- 本文抜粋 -

フランソワ・オゾン監督の映画はなるべく追いかけるようにしていますが、まだ観ていなかった2017年公開の『婚約者の友人』 。

戦争で婚約者を亡くしたドイツ人女性のもとへ、元兵士のフランス人青年が現れることから始まるサスペンスタッチなドラマでした。では、感想です。

 

作品概要

Frantz/2016年製作/113分/フランス・ドイツ
監督・脚本:フランソワ・オゾン
出演:ピエール・ニネ、パウラ・ベーア、エルンスト・シュトッツナー、マリー・グルーバー、ヨハン・フォン・ビューロー他

 

あらすじ

戦後間もない1919年のドイツ。戦争で婚約者のフランツを亡くし、悲しみから立ち直れずにいるアンナはある日、フランツの墓の前で泣いている見知らぬ男性と出会う。アドリアンと名乗るその青年は、フランツと戦前のパリで知り合ったと明かす。フランツとの思い出話を聞き、2人の友情に心癒されていくアンナ。最初は敵国の人間と抵抗感を抱いていたフランツの両親も、アドリアンの人柄に触れるうち、いつしかこの息子の友人を温かく受け入れていくのだったが…。

[データセットに収録された項目]
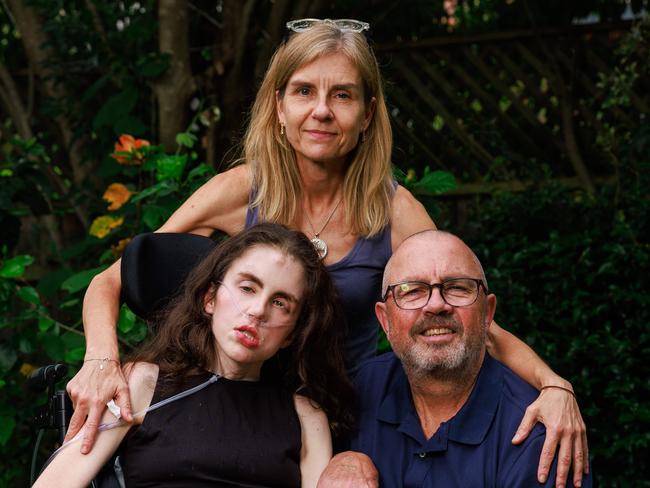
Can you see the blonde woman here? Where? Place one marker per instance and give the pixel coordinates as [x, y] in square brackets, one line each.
[316, 157]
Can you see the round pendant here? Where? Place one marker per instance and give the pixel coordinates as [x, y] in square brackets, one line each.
[320, 246]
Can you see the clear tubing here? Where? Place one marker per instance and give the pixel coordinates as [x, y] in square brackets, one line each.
[119, 422]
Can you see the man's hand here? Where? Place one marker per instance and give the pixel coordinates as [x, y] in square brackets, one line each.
[96, 383]
[349, 469]
[558, 410]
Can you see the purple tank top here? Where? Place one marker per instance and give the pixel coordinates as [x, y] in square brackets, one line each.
[357, 278]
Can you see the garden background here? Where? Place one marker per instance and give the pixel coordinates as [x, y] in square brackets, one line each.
[521, 125]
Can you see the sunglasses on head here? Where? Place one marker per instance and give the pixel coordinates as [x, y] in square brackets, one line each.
[344, 25]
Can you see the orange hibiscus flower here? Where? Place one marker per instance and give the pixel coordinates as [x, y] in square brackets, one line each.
[127, 150]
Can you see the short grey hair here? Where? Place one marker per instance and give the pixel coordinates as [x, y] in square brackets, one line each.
[387, 270]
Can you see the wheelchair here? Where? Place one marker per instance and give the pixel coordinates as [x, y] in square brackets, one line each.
[154, 267]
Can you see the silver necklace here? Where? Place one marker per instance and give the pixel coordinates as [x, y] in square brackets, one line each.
[319, 244]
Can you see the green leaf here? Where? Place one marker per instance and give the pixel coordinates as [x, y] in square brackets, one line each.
[127, 319]
[81, 280]
[129, 125]
[200, 171]
[161, 187]
[186, 139]
[45, 323]
[53, 346]
[154, 216]
[8, 358]
[116, 107]
[438, 123]
[7, 425]
[436, 182]
[170, 167]
[74, 355]
[75, 347]
[15, 267]
[29, 294]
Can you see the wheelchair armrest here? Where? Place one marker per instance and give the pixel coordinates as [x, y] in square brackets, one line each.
[154, 266]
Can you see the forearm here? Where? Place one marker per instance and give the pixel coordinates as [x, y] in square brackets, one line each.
[101, 312]
[519, 357]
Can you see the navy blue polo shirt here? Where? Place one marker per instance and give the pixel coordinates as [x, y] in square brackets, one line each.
[472, 449]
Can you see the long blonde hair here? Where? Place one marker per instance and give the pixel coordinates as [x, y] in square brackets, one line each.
[368, 183]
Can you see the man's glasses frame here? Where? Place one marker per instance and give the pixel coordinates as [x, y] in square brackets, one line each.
[344, 25]
[457, 292]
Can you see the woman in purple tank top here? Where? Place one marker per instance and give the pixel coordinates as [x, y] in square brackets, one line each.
[316, 157]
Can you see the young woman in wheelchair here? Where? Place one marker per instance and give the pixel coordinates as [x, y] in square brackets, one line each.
[252, 420]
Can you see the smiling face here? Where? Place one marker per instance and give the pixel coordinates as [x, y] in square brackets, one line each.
[323, 109]
[254, 310]
[437, 338]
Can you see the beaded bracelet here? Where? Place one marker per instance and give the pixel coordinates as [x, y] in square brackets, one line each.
[558, 386]
[103, 360]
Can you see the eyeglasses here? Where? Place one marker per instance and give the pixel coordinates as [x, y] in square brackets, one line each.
[344, 25]
[458, 292]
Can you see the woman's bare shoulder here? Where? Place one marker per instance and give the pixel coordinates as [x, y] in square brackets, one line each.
[407, 216]
[220, 204]
[142, 378]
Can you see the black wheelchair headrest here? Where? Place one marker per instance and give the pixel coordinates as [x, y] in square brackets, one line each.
[154, 266]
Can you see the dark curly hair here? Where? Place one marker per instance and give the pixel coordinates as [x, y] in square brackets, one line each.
[312, 365]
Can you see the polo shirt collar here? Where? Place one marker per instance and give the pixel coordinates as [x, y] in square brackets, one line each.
[469, 426]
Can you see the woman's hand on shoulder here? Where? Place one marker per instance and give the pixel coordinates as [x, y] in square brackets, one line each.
[407, 216]
[220, 203]
[316, 448]
[70, 467]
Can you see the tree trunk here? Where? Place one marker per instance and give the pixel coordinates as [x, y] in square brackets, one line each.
[35, 43]
[174, 89]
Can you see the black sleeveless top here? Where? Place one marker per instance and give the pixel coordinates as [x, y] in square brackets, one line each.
[229, 434]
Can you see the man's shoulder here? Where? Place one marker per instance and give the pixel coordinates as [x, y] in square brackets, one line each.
[380, 367]
[376, 375]
[516, 394]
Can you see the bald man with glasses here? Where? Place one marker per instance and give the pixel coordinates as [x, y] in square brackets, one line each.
[439, 411]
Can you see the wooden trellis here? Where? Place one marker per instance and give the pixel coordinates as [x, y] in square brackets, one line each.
[502, 107]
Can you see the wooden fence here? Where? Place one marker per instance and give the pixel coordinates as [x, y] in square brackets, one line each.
[504, 107]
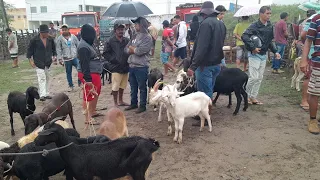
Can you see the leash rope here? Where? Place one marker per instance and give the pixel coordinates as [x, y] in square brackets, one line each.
[44, 152]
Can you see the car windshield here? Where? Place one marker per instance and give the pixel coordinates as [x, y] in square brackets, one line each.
[188, 18]
[77, 21]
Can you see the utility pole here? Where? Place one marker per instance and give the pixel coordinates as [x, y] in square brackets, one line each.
[4, 14]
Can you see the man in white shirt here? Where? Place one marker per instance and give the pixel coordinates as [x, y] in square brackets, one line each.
[181, 40]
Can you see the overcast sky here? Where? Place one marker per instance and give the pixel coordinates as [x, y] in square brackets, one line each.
[160, 6]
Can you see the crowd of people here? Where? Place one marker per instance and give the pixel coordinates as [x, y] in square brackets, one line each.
[129, 49]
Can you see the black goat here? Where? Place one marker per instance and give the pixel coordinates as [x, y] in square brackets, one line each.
[37, 167]
[109, 160]
[22, 104]
[59, 106]
[105, 72]
[232, 80]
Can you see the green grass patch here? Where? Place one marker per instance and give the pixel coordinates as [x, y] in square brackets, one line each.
[19, 79]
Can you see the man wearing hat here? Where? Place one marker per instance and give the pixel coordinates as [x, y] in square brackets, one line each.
[118, 62]
[139, 48]
[67, 45]
[208, 53]
[41, 51]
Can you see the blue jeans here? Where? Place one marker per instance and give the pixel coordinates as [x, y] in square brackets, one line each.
[68, 65]
[277, 62]
[138, 77]
[206, 79]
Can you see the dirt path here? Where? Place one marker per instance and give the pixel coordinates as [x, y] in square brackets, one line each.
[266, 142]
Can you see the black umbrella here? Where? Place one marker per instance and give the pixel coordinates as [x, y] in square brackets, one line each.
[127, 9]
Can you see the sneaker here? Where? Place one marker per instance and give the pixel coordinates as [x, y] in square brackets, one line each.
[131, 107]
[313, 126]
[141, 109]
[48, 97]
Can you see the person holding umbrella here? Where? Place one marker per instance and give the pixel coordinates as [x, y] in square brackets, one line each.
[139, 62]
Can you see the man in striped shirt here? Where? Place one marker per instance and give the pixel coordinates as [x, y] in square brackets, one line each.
[313, 36]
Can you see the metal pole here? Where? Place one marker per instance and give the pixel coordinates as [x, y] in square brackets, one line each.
[4, 14]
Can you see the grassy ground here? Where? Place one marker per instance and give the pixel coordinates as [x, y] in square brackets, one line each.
[19, 79]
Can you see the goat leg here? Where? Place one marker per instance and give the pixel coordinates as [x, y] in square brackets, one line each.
[11, 122]
[230, 101]
[239, 98]
[216, 98]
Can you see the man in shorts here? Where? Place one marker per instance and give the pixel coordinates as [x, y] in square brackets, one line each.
[13, 47]
[181, 40]
[118, 59]
[242, 53]
[314, 84]
[167, 46]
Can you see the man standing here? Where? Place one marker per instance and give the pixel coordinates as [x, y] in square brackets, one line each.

- 演習の目的 -
映画『婚約者の友人』の紹介文のうち、「Frantz/2016年製作/113分/フランス・ドイツ」から「受け入れていくのだったが…。」までの部分を、両端の語句も含めて一字一句違えずに再掲してください。 これらの項目は、別の出典から収集されたものです。

- 演習の結果 -
Frantz/2016年製作/113分/フランス・ドイツ
監督・脚本:フランソワ・オゾン
出演:ピエール・ニネ、パウラ・ベーア、エルンスト・シュトッツナー、マリー・グルーバー、ヨハン・フォン・ビューロー他

 

あらすじ

戦後間もない1919年のドイツ。戦争で婚約者のフランツを亡くし、悲しみから立ち直れずにいるアンナはある日、フランツの墓の前で泣いている見知らぬ男性と出会う。アドリアンと名乗るその青年は、フランツと戦前のパリで知り合ったと明かす。フランツとの思い出話を聞き、2人の友情に心癒されていくアンナ。最初は敵国の人間と抵抗感を抱いていたフランツの両親も、アドリアンの人柄に触れるうち、いつしかこの息子の友人を温かく受け入れていくのだったが…。